EXERCISE OBJECTIVE => Repeat the following entries exactly, excluding pictures.

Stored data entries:

┌──

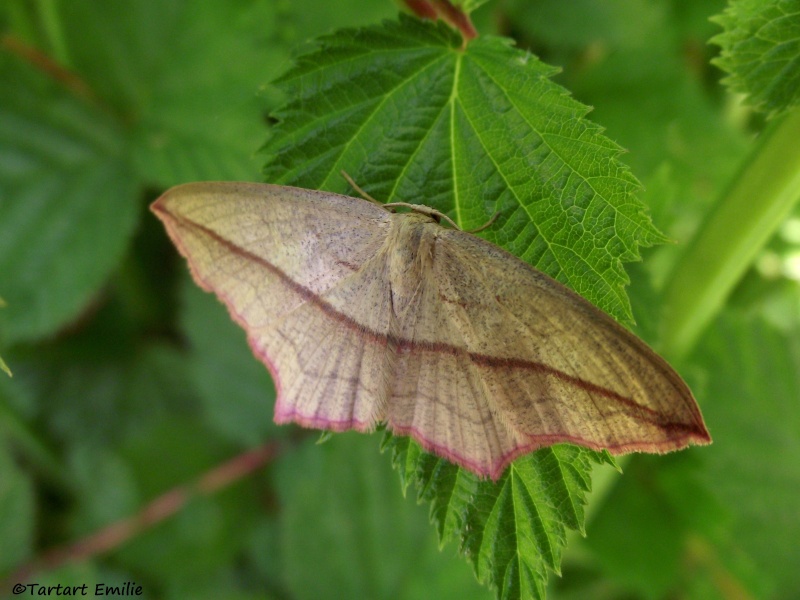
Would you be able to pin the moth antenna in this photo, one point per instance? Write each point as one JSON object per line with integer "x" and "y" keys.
{"x": 425, "y": 210}
{"x": 357, "y": 188}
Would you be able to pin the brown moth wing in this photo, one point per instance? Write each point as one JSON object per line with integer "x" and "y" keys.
{"x": 291, "y": 265}
{"x": 554, "y": 367}
{"x": 363, "y": 316}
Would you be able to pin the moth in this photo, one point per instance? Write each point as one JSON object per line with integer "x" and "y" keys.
{"x": 366, "y": 316}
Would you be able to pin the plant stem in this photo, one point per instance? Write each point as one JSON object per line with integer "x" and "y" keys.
{"x": 748, "y": 214}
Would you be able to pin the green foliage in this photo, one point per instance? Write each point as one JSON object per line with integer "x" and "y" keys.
{"x": 512, "y": 530}
{"x": 129, "y": 382}
{"x": 412, "y": 117}
{"x": 761, "y": 52}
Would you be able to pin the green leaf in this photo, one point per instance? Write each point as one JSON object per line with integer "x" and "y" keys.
{"x": 761, "y": 52}
{"x": 335, "y": 534}
{"x": 17, "y": 510}
{"x": 754, "y": 466}
{"x": 3, "y": 365}
{"x": 513, "y": 530}
{"x": 67, "y": 201}
{"x": 414, "y": 117}
{"x": 411, "y": 117}
{"x": 187, "y": 85}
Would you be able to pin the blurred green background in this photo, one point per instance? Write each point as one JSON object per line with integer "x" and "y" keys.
{"x": 129, "y": 381}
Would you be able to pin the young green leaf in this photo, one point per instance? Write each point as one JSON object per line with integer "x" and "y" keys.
{"x": 67, "y": 201}
{"x": 511, "y": 531}
{"x": 413, "y": 116}
{"x": 761, "y": 52}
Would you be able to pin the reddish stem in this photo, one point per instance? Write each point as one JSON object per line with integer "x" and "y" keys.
{"x": 154, "y": 512}
{"x": 450, "y": 14}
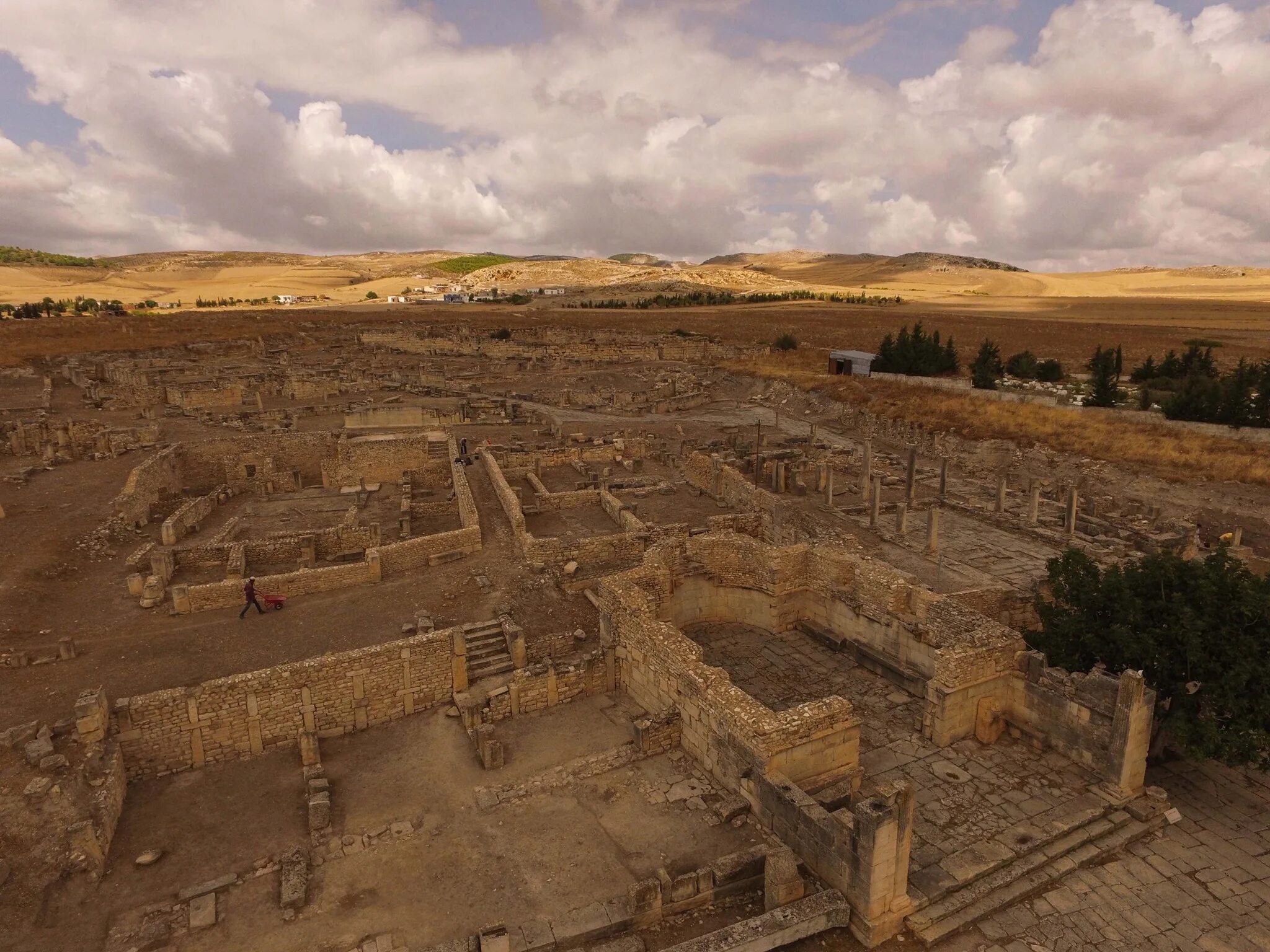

└──

ANSWER TO THIS TASK =>
Would you be able to pin the moth antenna in this photo, one point per instance? Write each point as one JSON object per line with integer "x" and "y" keys.
{"x": 425, "y": 210}
{"x": 357, "y": 188}
Would you be able to pin the brown moth wing in this photo, one point per instance? Write each point as one JSON object per line with integer "x" and "y" keys.
{"x": 291, "y": 265}
{"x": 554, "y": 367}
{"x": 363, "y": 316}
Would you be able to pin the moth in this photo, one point per instance? Write each point as one JSON object per line with integer "x" and "y" keys.
{"x": 366, "y": 316}
Would you be able to pin the plant stem in this photo, one point per instance? Write each point as one JSON object per line with integer "x" and "y" keys.
{"x": 748, "y": 214}
Would you be able to pin the green foliage in this photo, one point per instance? Write each point as one JSON object per line with integer "x" and "y" keys.
{"x": 512, "y": 530}
{"x": 129, "y": 382}
{"x": 412, "y": 117}
{"x": 761, "y": 52}
Would you be able to pin the green leaf in this photo, one point per instance? Write each point as one JSON object per line with integer "x" and "y" keys.
{"x": 761, "y": 52}
{"x": 335, "y": 534}
{"x": 17, "y": 510}
{"x": 754, "y": 466}
{"x": 3, "y": 365}
{"x": 513, "y": 530}
{"x": 67, "y": 201}
{"x": 414, "y": 117}
{"x": 411, "y": 117}
{"x": 187, "y": 85}
Would you be able to pin the blurred green background in this photo, one point per instance? Write each point as one JSON object per line with integer "x" and "y" keys.
{"x": 129, "y": 381}
Would you be able to pin the young green leaf in this photo, one point per instance? Write each point as one JSON object per line with integer "x" and "y" keys.
{"x": 67, "y": 201}
{"x": 511, "y": 531}
{"x": 413, "y": 116}
{"x": 761, "y": 52}
Would you be able to pin the reddish stem in this photo, one point per instance? Write each point as one JSON object per line with integer "x" and "y" keys.
{"x": 154, "y": 512}
{"x": 450, "y": 14}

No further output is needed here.